- [Exercise goal]: Copy every line of the entries below word for word, leaving out the pictures.

Data drawn from a collection:
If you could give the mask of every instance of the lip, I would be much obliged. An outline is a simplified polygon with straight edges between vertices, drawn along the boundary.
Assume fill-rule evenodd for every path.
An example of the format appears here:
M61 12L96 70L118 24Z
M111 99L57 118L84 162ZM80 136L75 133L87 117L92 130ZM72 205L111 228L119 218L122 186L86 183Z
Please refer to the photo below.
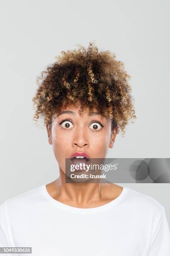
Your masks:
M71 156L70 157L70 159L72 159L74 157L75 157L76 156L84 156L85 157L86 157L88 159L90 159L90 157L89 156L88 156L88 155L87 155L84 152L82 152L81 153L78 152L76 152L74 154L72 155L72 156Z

- [Reply]:
If you could give the mask of every instance of the lip, I would be much obliged. An outline is a simplified polygon with straight edges between vertices, drawn along the boundary.
Assume fill-rule evenodd for every path.
An example of the format appears here:
M61 12L96 70L118 24Z
M111 99L57 118L84 162ZM80 136L75 133L87 117L92 130ZM72 205L111 228L119 218L122 186L86 183Z
Please refer to the photo below.
Your masks:
M71 156L70 157L70 159L72 159L74 157L75 157L76 156L84 156L85 157L86 157L88 159L90 159L90 157L89 156L88 156L88 155L87 155L84 152L82 152L81 153L78 152L76 152L74 154L72 155L72 156Z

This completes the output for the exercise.